◆ **EXTRACT**
▶
DAA: Insertion Sort Algorithm on Singly Link List
Insertion Sort Algorithm on Singly Link List
We will sort a singly link list using the bubble sort technique.
Example:
Input : 20->30->40->10
Output :10->20->30->40
Input : 20->4->3
Output : 3->4->20
Sorting Technique
The insertion sort technique works similarly in the way of playing cards technique.
The whole link list is divided into two parts. One is called sorted, and the other one is called unsorted.
Every time one node is taken from the unsorted link list and placed at its original place in the sorted link list.
C Code:
#include <stdio.h>
#include <stdlib.h>
struct node {
int val;
struct node* next;
struct node* prev;
};
void insert_beg(struct node** head, int val)
{
struct node* nn = (struct node*)malloc(sizeof(struct node));
nn->val = val;
nn->prev = NULL;
nn->next = *head;
if (*head == NULL) {
*head = nn;
return;
}
(*head)->prev = nn;
*head = nn;
}
void insert_last(struct node** head, int val)
{
struct node* nn = (struct node*)malloc(sizeof(struct node));
nn->val = val;
nn->next = NULL;
struct node* trav = *head;
while (trav->next != NULL) {
trav = trav->next;
}
trav->next = nn;
nn->prev = trav;
}
void print(struct node* head)
{
struct node* trav = head;
while (trav->next != NULL) {
printf("%d->", trav->val);
trav = trav->next;
}
printf("%d\n", trav->val);
}
int size(struct node* head)
◀
◆ **EXERCISE SET**
- 1) According to the insertion sort page, into which two parts is the whole linked list divided?
- 2) Write the rest of the insertion sort page, continuing from its final line.
The records are separate material, unrelated to the insertion sort page.

◆ **RECORD EXTRACTS**
▶
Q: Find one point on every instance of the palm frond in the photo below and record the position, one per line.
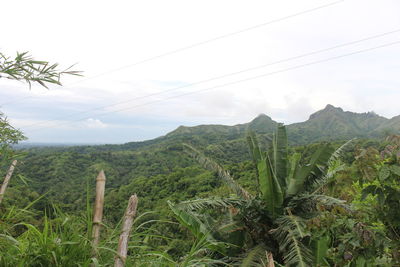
(255, 257)
(318, 184)
(310, 202)
(338, 153)
(290, 232)
(222, 173)
(215, 202)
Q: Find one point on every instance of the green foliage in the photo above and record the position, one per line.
(24, 68)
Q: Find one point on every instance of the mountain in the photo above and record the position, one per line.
(158, 169)
(328, 124)
(332, 123)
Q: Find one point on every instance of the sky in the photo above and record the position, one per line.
(151, 66)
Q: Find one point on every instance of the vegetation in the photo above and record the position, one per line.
(314, 204)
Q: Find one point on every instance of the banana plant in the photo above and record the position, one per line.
(289, 194)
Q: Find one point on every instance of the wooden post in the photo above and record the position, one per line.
(7, 180)
(98, 207)
(127, 223)
(270, 260)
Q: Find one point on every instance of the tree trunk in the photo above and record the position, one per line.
(126, 229)
(7, 180)
(98, 207)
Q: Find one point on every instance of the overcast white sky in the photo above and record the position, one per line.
(102, 36)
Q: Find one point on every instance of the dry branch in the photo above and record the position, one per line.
(98, 207)
(7, 180)
(126, 229)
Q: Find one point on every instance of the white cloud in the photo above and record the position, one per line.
(95, 124)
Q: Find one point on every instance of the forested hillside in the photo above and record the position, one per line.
(178, 167)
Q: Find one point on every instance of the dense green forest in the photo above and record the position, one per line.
(256, 194)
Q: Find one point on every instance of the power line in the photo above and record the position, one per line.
(226, 75)
(194, 45)
(234, 82)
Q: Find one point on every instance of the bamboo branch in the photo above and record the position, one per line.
(98, 207)
(126, 229)
(7, 180)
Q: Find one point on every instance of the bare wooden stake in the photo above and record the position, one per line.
(127, 223)
(98, 207)
(7, 180)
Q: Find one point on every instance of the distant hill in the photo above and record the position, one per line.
(328, 124)
(158, 169)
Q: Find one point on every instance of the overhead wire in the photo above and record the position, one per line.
(232, 83)
(224, 75)
(194, 45)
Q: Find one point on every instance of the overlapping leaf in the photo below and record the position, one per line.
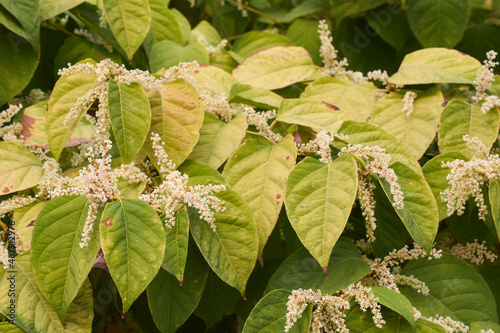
(319, 198)
(218, 139)
(58, 229)
(356, 100)
(129, 21)
(133, 242)
(418, 130)
(66, 92)
(258, 170)
(276, 67)
(460, 118)
(19, 168)
(130, 117)
(177, 117)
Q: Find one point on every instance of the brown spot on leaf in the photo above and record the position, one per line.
(108, 222)
(331, 106)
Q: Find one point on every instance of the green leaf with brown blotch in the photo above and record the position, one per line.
(133, 242)
(177, 116)
(130, 117)
(20, 169)
(319, 198)
(258, 170)
(356, 100)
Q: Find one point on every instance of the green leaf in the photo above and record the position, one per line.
(163, 22)
(305, 33)
(58, 229)
(436, 65)
(391, 24)
(456, 289)
(301, 270)
(167, 53)
(356, 100)
(68, 89)
(26, 13)
(208, 32)
(76, 49)
(18, 63)
(275, 67)
(80, 313)
(256, 97)
(254, 41)
(231, 250)
(438, 22)
(344, 9)
(176, 249)
(20, 168)
(419, 214)
(33, 127)
(494, 195)
(269, 315)
(32, 310)
(417, 131)
(133, 242)
(130, 117)
(177, 116)
(394, 301)
(129, 21)
(312, 114)
(171, 304)
(435, 175)
(51, 8)
(371, 135)
(257, 170)
(25, 217)
(217, 300)
(319, 198)
(460, 118)
(214, 78)
(218, 139)
(130, 191)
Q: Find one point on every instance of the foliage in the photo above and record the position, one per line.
(257, 180)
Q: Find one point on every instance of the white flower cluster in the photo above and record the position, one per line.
(328, 310)
(385, 272)
(107, 69)
(210, 48)
(321, 145)
(173, 192)
(485, 77)
(7, 115)
(259, 120)
(376, 163)
(474, 252)
(408, 100)
(450, 325)
(99, 41)
(466, 178)
(489, 103)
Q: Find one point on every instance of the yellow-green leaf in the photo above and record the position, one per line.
(276, 67)
(417, 131)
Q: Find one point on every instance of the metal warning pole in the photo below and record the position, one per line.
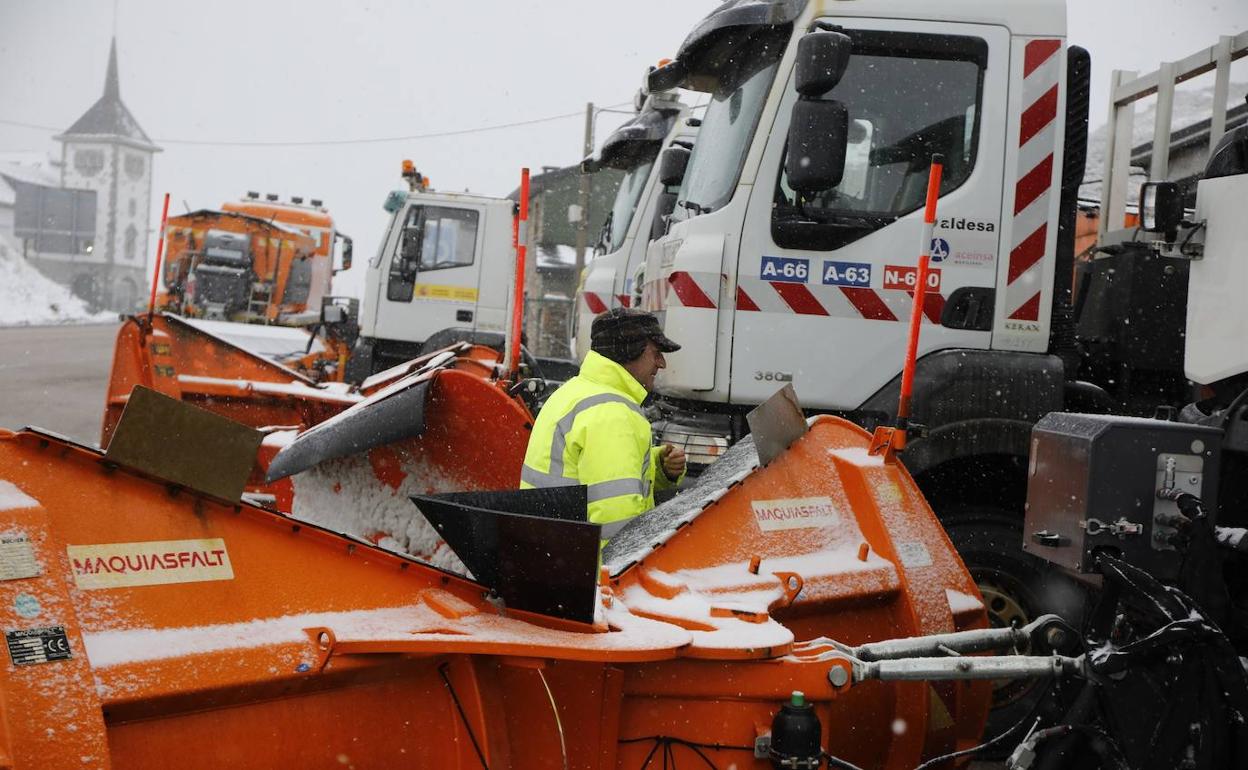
(916, 312)
(522, 230)
(886, 439)
(160, 252)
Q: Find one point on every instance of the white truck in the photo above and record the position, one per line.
(640, 207)
(791, 251)
(443, 272)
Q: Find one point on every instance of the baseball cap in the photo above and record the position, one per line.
(624, 330)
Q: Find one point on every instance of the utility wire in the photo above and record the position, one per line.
(336, 141)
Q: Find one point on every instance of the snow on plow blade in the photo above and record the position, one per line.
(394, 413)
(154, 623)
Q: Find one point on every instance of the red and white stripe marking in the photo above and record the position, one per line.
(1033, 184)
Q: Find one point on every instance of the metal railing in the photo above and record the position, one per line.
(1126, 89)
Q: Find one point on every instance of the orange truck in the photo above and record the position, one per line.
(253, 261)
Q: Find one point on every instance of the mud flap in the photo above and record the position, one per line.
(184, 444)
(532, 547)
(394, 413)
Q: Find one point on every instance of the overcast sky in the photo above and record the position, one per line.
(308, 71)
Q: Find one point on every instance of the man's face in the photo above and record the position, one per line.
(647, 365)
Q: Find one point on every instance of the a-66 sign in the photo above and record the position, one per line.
(784, 270)
(904, 277)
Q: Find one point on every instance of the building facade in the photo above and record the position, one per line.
(107, 154)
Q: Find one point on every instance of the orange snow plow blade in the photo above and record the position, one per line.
(442, 422)
(151, 625)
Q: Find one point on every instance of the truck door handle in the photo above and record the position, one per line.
(1048, 539)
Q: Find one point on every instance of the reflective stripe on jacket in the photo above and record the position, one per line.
(592, 432)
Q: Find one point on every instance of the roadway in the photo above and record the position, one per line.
(55, 377)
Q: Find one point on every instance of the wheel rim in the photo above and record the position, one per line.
(1009, 607)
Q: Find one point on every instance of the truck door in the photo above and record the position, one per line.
(825, 285)
(431, 282)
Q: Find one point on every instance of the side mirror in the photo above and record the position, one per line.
(409, 248)
(347, 248)
(823, 56)
(818, 144)
(672, 165)
(1161, 209)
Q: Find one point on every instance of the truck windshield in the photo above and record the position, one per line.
(729, 125)
(624, 207)
(909, 96)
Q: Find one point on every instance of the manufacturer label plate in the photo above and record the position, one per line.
(18, 558)
(33, 645)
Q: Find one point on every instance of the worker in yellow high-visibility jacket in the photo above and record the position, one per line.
(592, 429)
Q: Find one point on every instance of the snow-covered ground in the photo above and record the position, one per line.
(30, 298)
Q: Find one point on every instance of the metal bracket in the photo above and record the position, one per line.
(323, 640)
(1122, 528)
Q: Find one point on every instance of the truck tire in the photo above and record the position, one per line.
(1017, 588)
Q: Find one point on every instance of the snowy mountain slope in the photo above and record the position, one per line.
(1191, 106)
(30, 298)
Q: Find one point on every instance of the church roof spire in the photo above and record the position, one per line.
(109, 117)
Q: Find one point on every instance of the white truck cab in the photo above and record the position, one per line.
(761, 287)
(446, 262)
(639, 210)
(799, 266)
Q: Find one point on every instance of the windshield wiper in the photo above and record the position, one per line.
(835, 219)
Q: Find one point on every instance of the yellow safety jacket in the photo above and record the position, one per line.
(592, 432)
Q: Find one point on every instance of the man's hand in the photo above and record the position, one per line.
(673, 461)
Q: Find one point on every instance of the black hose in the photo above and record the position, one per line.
(994, 741)
(442, 670)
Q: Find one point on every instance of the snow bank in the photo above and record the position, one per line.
(28, 297)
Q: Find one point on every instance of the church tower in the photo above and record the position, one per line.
(109, 152)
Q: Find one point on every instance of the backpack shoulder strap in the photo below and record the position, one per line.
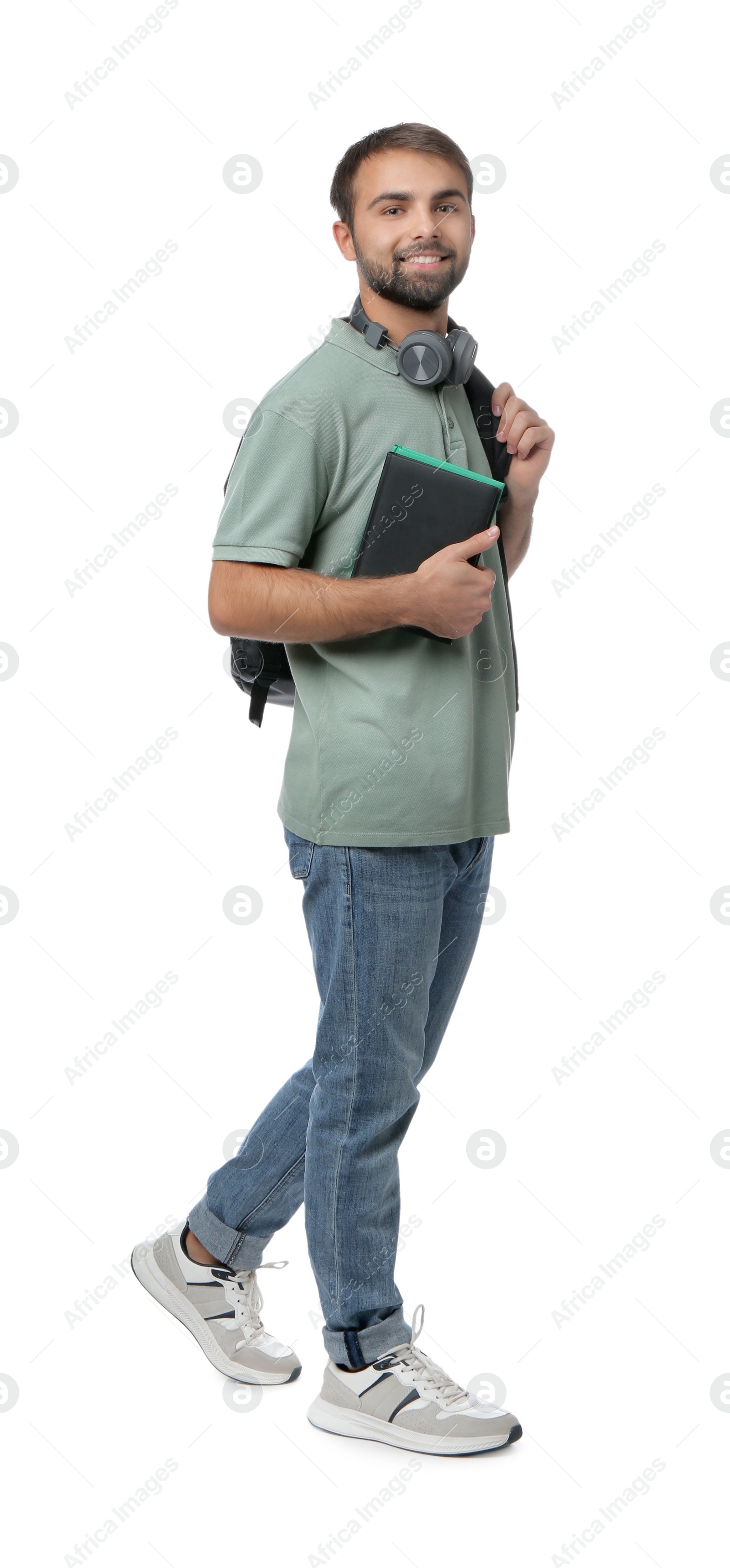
(480, 394)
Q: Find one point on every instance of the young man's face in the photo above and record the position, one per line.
(412, 228)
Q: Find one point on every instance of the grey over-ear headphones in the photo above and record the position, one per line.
(423, 358)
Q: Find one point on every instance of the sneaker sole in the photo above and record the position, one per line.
(356, 1424)
(159, 1286)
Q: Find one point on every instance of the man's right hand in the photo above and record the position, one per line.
(275, 604)
(448, 595)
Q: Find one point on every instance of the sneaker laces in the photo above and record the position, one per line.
(243, 1294)
(425, 1374)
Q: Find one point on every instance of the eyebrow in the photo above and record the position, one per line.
(411, 197)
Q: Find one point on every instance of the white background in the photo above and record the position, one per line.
(589, 916)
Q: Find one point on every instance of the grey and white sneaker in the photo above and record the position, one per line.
(408, 1401)
(220, 1307)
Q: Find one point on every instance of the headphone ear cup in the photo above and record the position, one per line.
(425, 358)
(463, 357)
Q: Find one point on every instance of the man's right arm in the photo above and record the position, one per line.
(278, 604)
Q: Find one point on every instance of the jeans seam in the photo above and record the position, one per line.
(355, 1079)
(276, 1188)
(480, 852)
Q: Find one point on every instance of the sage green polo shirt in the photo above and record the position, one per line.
(395, 739)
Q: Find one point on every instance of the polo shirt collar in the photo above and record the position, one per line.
(345, 336)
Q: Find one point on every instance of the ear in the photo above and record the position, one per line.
(344, 241)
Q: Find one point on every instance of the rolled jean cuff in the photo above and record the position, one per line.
(234, 1248)
(361, 1348)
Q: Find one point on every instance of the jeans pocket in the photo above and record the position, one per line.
(300, 855)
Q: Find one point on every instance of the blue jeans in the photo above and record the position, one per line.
(392, 937)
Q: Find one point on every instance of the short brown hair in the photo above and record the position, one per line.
(411, 136)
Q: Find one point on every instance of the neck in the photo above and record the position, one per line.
(402, 319)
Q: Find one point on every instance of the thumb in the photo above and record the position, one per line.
(475, 545)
◀
◆ **ANSWERS FOR THE TASKS**
- 1) It is divided into a sorted part and an unsorted part.

- 2)
{
struct node* trav = head;
int c = 0;
while (trav != NULL) {
c++;
trav = trav->next;
}
return c;
}
void insertion_sort(struct node** head)
{
struct node* i = *head;
struct node* trav = *head;
struct node* j;
int n;
if (*head != NULL && (*head)->next != NULL) {
while (trav->next != NULL) {
trav = trav->next;
}
for (i = *head; i != trav; i = i->next) {
n = i->next->val;
for (j = i; j != *head; j = j->prev) {
if (j->val > n) {
j->next->val = j->val;
}
else {
j->next->val = n;
break;
}
}
if (j == *head) {
if (j->val < n) {
j->next->val = n;
}
else {
j->next->val = j->val;
(*head)->val = n;
}
}
}
}
}
int main()
{
struct node* head = NULL;
int arr[4] = { 20, 30, 40, 10 }; // Create the link list
printf("Before sorting: ");
// Print list before sort
for (int i = 0; i < 4; i++) {
printf("%d->", arr[i]);
}
for (int i = 0; i < 4; i++) {
if (head == NULL) {
insert_beg(&head, arr[i]);
}
else
insert_last(&head, arr[i]);
}
insertion_sort(&head); // sort the link list
printf("\nAfter Sorting: ");
print(head);
return 0;
}
C++ Code:
#include <bits/stdc++.h>
#include <iostream>
using namespace std;
struct node {
int data;
node* next;
};
/*Function that inserts nodes in front of
Given Linked List*/
void InsFront(node** head, int data)
{
node* temp = new node;
temp->data = data;
temp->next = *head;
*head = temp;
}
/*Function that inserts nodes in sorted order*/
void sorted_insert(node** head, int n)
{
node* temp = new node;
temp->data = n;
if (*head == NULL || (*head)->data >= n) {
temp->next = *head;
*head = temp;
}
else {
node* prev = *head;
node* curr = prev->next;
while (curr != NULL) {
if (prev->data < n && n < curr->data) {
prev->next = temp;
temp->next = curr;
return;
}
prev = prev->next;
curr = curr->next;
}
prev->next = temp;
temp->next = curr;
}
}
/*Function to apply insertion sort on list*/
void ins_sort(node** head)
{
if (*head == NULL)
return;
node* sorted_list = NULL;
node* curr = *head;
while (curr != NULL) {
sorted_insert(&sorted_list, curr->data);
curr = curr->next;
}
*head = sorted_list;
}
void printList(node* head)
{
while (head != NULL) {
cout << head->data << "-> ";
head = head->next;
}
}
/* Driver program to test above functions*/
int main()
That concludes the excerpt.